TESTO CITATO —
La gestione delle organizzazioni pluraliste

Dall’analisi dell’organizzazione come fenomeno politico emerge che ogni individuo mira a realizzare i propri interessi anche a discapito degli altri; gli interessi variano da individuo a individuo, quindi sono contrapposti, da qui il sorgere di conflitti di interesse. Emerge inoltre che gli individui per quanto abbiano interessi diversi, possono anche avere alcuni interessi convergenti e dare vita a una sorta di coalizioni per realizzare un obiettivo comune. Per questo motivo possiamo definire le organizzazioni come “pluraliste”. Il pluralismo è un termine utilizzato dalla scienza politica per indicare alcuni ideali in cui le tendenze autoritarie sono tenute sotto controllo dalla libera interazione tra gruppi di interesse diversi che partecipano al governo. La concezione pluralista ipotizza una società in cui gruppi con interessi diversi contrattano e competono per una divisione più equilibrata degli interessi. Essa si contrappone ad altre concezioni quali quella:

  • Unitaria: concepisce la società come un insieme integrato nel quale gli interessi dello Stato e degli individui coincidono. Sottolinea la sovranità dello Stato e l’importanza che gli individui si sottomettano al suo servizio, in quanto è attraverso la sottomissione che si può realizzare il bene comune e gli interessi del singolo.
  • Radicale: concepisce la società in termini di interessi di classi contrapposti (risente dell’influenza marxiana). La collettività è divisa in gruppi (per ragioni sociali o politiche) con interessi diversi e gli interessi di coloro che sono in posizioni svantaggiate possono essere tutelati modificando la struttura della società e rimuovendo i gruppi dirigenti attuali.

(Voci tratte da un dataset)
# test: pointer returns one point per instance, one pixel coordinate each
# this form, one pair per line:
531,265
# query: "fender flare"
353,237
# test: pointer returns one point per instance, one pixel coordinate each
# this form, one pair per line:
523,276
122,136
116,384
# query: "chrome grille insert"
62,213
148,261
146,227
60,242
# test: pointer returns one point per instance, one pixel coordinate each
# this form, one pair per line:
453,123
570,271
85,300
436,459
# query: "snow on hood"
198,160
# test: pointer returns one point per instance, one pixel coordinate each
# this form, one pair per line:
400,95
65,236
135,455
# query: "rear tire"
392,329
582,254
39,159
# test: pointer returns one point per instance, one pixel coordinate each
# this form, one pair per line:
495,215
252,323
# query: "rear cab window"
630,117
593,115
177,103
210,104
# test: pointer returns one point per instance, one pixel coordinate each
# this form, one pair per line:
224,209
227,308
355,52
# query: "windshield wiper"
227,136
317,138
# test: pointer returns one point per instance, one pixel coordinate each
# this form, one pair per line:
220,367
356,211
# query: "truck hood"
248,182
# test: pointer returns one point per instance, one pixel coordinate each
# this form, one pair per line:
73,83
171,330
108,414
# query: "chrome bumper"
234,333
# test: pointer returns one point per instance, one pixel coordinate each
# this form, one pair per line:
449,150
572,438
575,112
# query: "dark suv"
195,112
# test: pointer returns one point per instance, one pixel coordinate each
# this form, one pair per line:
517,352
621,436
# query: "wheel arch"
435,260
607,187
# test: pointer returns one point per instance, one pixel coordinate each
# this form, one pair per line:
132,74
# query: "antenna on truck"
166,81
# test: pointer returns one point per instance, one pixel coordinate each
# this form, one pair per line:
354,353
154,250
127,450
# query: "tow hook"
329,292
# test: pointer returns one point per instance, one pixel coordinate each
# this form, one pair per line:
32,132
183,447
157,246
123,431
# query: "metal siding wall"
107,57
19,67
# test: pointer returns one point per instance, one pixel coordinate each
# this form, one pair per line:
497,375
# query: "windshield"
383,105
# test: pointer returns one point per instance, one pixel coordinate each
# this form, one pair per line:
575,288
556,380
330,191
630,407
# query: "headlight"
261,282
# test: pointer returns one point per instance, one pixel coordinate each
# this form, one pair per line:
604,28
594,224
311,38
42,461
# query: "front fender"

COMPITI DA SVOLGERE —
1. Nel testo sulle organizzazioni pluraliste, in che modo la concezione unitaria vede la società?
2. Indica se ciascuna affermazione concorda con il testo sulle organizzazioni pluraliste, rispondendo sì o no e citando le parole decisive del testo. (a) La concezione radicale risente dell'influenza marxiana. (b) Gli individui non possono avere interessi convergenti. (c) La concezione unitaria sottolinea la sovranità dello Stato.

RISPOSTE AI COMPITI —
1. Come un insieme integrato nel quale gli interessi dello Stato e degli individui coincidono.

2.
(a) Sì: «risente dell’influenza marxiana».
(b) No: «possono anche avere alcuni interessi convergenti».
(c) Sì: «Sottolinea la sovranità dello Stato».